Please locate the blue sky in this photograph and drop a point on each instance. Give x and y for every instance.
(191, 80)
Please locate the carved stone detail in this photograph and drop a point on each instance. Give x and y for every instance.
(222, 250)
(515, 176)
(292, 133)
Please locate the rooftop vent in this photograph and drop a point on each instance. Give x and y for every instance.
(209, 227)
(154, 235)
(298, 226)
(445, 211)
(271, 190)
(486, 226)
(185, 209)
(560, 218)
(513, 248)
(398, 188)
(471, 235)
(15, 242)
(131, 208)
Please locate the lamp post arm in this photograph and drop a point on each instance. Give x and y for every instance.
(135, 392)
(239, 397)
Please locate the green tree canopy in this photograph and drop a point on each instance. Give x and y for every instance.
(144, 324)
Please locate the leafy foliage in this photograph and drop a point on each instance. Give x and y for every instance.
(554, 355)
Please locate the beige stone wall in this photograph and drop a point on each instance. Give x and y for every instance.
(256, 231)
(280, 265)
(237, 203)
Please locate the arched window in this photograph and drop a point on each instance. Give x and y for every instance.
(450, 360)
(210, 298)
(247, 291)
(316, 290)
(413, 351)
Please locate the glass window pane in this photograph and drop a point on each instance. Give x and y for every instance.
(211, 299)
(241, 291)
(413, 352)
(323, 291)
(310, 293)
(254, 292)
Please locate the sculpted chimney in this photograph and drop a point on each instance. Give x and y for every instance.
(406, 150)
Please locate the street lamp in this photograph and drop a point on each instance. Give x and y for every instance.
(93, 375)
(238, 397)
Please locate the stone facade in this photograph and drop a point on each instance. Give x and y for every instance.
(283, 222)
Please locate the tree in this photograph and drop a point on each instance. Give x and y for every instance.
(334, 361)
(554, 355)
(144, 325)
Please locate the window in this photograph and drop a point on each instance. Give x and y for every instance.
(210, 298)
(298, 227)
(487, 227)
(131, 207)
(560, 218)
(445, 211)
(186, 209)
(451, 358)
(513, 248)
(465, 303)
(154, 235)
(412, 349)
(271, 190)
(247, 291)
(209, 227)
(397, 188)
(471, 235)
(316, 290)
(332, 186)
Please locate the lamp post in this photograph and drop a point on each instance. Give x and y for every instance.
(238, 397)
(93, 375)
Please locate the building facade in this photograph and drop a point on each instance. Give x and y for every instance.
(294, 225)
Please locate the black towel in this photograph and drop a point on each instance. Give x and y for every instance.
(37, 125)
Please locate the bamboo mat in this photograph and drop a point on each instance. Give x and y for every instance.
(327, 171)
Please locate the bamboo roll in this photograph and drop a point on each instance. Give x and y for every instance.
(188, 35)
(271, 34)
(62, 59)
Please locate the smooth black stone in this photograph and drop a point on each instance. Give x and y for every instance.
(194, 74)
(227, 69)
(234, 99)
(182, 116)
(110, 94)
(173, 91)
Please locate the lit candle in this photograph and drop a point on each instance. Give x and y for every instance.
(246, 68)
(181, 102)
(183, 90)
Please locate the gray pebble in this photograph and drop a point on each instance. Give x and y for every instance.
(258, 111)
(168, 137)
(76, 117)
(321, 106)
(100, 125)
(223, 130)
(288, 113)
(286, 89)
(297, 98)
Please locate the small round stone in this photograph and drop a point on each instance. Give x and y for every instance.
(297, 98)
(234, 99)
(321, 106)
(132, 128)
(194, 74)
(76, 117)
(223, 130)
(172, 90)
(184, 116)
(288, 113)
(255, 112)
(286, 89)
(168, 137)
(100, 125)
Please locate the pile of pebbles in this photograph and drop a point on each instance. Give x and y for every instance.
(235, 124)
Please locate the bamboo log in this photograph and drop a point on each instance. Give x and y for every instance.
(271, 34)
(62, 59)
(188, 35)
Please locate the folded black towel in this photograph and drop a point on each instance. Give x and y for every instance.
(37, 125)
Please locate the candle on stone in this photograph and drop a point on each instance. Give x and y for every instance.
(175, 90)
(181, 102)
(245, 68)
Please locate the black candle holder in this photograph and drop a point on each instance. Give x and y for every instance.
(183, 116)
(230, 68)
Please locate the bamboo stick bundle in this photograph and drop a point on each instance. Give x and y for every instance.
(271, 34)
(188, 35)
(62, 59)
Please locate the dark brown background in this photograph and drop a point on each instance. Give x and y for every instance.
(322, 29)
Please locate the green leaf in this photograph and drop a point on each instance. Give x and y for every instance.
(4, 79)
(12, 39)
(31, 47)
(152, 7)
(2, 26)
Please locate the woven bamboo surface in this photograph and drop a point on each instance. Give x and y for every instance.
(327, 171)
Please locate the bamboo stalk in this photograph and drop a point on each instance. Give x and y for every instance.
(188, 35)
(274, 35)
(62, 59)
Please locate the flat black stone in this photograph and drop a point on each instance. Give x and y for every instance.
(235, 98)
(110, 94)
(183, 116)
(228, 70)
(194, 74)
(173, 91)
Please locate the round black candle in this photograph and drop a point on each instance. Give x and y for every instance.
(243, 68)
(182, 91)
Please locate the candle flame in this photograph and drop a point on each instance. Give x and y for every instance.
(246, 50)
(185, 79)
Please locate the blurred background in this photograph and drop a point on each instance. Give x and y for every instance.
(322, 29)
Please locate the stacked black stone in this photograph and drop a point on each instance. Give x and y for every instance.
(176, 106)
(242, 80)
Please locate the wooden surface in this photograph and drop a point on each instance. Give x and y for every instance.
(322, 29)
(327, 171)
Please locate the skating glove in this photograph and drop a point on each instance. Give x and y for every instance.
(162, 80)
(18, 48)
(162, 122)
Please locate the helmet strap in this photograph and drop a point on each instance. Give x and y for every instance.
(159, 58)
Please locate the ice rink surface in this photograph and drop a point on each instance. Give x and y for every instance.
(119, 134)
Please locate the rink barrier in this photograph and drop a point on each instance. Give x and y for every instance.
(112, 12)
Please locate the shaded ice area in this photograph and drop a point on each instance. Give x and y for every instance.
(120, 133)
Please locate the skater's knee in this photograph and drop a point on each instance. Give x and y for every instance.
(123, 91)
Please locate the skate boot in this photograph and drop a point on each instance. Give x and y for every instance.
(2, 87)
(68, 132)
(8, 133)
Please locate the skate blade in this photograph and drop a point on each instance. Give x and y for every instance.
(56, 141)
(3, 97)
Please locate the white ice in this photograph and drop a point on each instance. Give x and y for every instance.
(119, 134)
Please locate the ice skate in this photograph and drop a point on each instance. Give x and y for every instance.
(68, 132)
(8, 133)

- [Set problem]
From the first line to the last, please quote the material above exactly.

- [The completed task]
Please locate the blue sky in this photograph and drop a point on each instance. Give x and y for every instance.
(191, 80)
Please locate the carved stone detail in this photograph and drop a point on each instance. Give x and y for every instance.
(222, 250)
(515, 176)
(292, 133)
Please locate the rooftop vent in this photograph and drop a point on each instance. Give x and y for every instance.
(209, 227)
(154, 235)
(298, 226)
(445, 211)
(271, 190)
(486, 226)
(185, 209)
(560, 218)
(513, 248)
(398, 188)
(471, 235)
(15, 242)
(131, 208)
Please locate the lamp post arm in this photograph and drop a point on each instance. Give x and y for every instance.
(135, 392)
(239, 397)
Please locate the green tree canopy in this photograph and drop a point on each instance. Give x and y for every instance.
(144, 324)
Please locate the leafy foliage in this photograph and drop a point on each instance. Give x and y for every instance.
(554, 355)
Please locate the beige stone wall in this photograph and drop a point on each instance. Give x and y for every instance.
(256, 231)
(280, 265)
(237, 203)
Please locate the arched window in this photograph and drop a point on each instance. Give x and y for every instance.
(450, 360)
(210, 298)
(247, 291)
(316, 290)
(413, 351)
Please locate the glass window pane in this photograph and drop a point on each instance. Give x and y for every instance.
(211, 299)
(241, 291)
(413, 352)
(323, 291)
(310, 293)
(254, 292)
Please locate the sculpted chimney in this photograph and drop a point on each instance. Give x and y for every instance.
(406, 150)
Please locate the street lamp in this photograph and drop a point on each instance. Give x and y for every instance.
(93, 375)
(238, 397)
Please locate the stone facade in this photograph and drop a point on each instance. Give x and y for every instance.
(283, 222)
Please locate the tree in this photograph and drop a point on each instance. Give x and y for every instance.
(334, 361)
(554, 355)
(144, 325)
Please locate the window in this photograph and drop a point on each instance. Give x and y for every instance.
(210, 298)
(298, 227)
(487, 227)
(131, 207)
(560, 218)
(445, 211)
(186, 209)
(451, 358)
(513, 248)
(465, 303)
(154, 235)
(412, 349)
(271, 190)
(247, 291)
(209, 227)
(397, 188)
(471, 235)
(316, 290)
(332, 186)
Please locate the lamp post in this photograph and drop a point on each instance. Give x and y for every instance.
(238, 397)
(93, 375)
Please locate the building facade in this photograph and drop a point on each instance. Give x and y for every instance.
(294, 225)
Please locate the black towel in this photograph and drop a point on each instance. Give x and y for every instance.
(37, 125)
Please locate the bamboo mat in this photograph and drop a point on each instance. Give x and y for every instance.
(327, 171)
Please locate the bamboo roll in this photograph and drop a point on each instance. Give x and y for every instance.
(188, 35)
(271, 34)
(62, 59)
Please locate the smooth black stone in this photograph and drop a point on each instance. Give x and y for every instance.
(194, 74)
(227, 69)
(234, 99)
(182, 116)
(110, 94)
(173, 91)
Please locate the lit candle in this photograph and drop a point on each instance. Give x and y for every instance.
(246, 68)
(181, 102)
(183, 90)
Please locate the gray pebble in this photograph and drop a point on each instance. Give x and y for every instance.
(258, 111)
(168, 137)
(76, 117)
(321, 106)
(100, 125)
(223, 130)
(288, 113)
(286, 89)
(297, 98)
Please locate the small round stone in this photograph and drop a point on each instance. Give x and y for every instance.
(297, 98)
(234, 99)
(321, 106)
(132, 128)
(194, 74)
(76, 117)
(223, 130)
(172, 90)
(184, 116)
(288, 113)
(255, 112)
(286, 89)
(168, 137)
(100, 125)
Please locate the pile of pebbles in this photograph and drop a point on each instance. Give x and y for every instance.
(235, 124)
Please locate the bamboo log in this photograph and drop a point on each instance. Give x and y for every instance.
(271, 34)
(62, 59)
(188, 35)
Please locate the folded black towel in this photograph and drop a point on each instance. Give x and y for every instance.
(37, 125)
Please locate the candle on stone in this photograph and drop a point on each instance. Give x and y for every instance.
(175, 90)
(181, 102)
(245, 68)
Please locate the black candle holder in this photograph and drop a point on each instance. Give x and y for every instance.
(183, 116)
(230, 68)
Please locate the bamboo stick bundle in this photograph and drop a point on each instance. Give x and y for every instance.
(271, 34)
(188, 35)
(62, 59)
Please locate the dark brown background in this photograph and drop a point on each instance. Give x and y for every instance.
(322, 29)
Please locate the green leaf in this photograph and drop a point on each instance. Give x and y for every instance.
(4, 79)
(12, 39)
(31, 47)
(152, 7)
(2, 26)
Please locate the woven bamboo surface in this photograph and drop a point on each instance. Give x and y for every instance.
(327, 171)
Please locate the bamboo stalk in this photograph and drop a point on each instance. Give x and y for every instance.
(188, 35)
(274, 35)
(62, 59)
Please locate the flat black stone in this photograph and drop a point on each instance. Give x and y for every instance.
(235, 98)
(110, 94)
(183, 116)
(228, 70)
(194, 74)
(173, 91)
Please locate the round black candle in this photograph and drop a point on each instance. Give x and y for every instance.
(243, 68)
(182, 91)
Please locate the candle flame in this photograph and drop a point on each instance. Give x and y for every instance.
(246, 50)
(185, 79)
Please locate the blurred background in this photograph and drop a point on each instance. Give x and y for every instance.
(322, 29)
Please locate the stacked black stone in this photograph and drop a point on each instance. Give x and y for every instance.
(176, 106)
(242, 80)
Please locate the wooden surface in this photograph and drop a point on each instance. Give x and y for every instance.
(322, 29)
(327, 171)
Please locate the skating glove in this photograph and drop a point on each instance. Give x and y for every instance.
(162, 80)
(18, 48)
(162, 122)
Please locate the helmet strap in this photograph and drop a point on each instance. Give x and y for every instance.
(159, 58)
Please locate the ice rink surface in this photograph and drop a point on each instance. Give x and y for every instance.
(119, 134)
Please locate the rink barrier in this photograph and drop a point on each instance. Give x and y for every instance.
(112, 12)
Please locate the shaded ice area in this photograph and drop a point on each instance. Give x and y for every instance.
(120, 133)
Please locate the skater's knee in this photograph and drop a point on each instance. Give x and y for every instance.
(123, 91)
Please locate the skate boot in this photograph and drop a point on each instance. Give x and y for every instance.
(2, 87)
(68, 132)
(8, 133)
Please locate the skate blade in this photograph and drop a point on each instance. Give x and y for every instance.
(56, 141)
(3, 97)
Please locate the white ice in this photograph and drop a point on each instance. Give x and y for every instance.
(119, 134)
Please locate the ice skate in this photograph and drop a point on each instance. Give x and y for every instance.
(68, 132)
(8, 133)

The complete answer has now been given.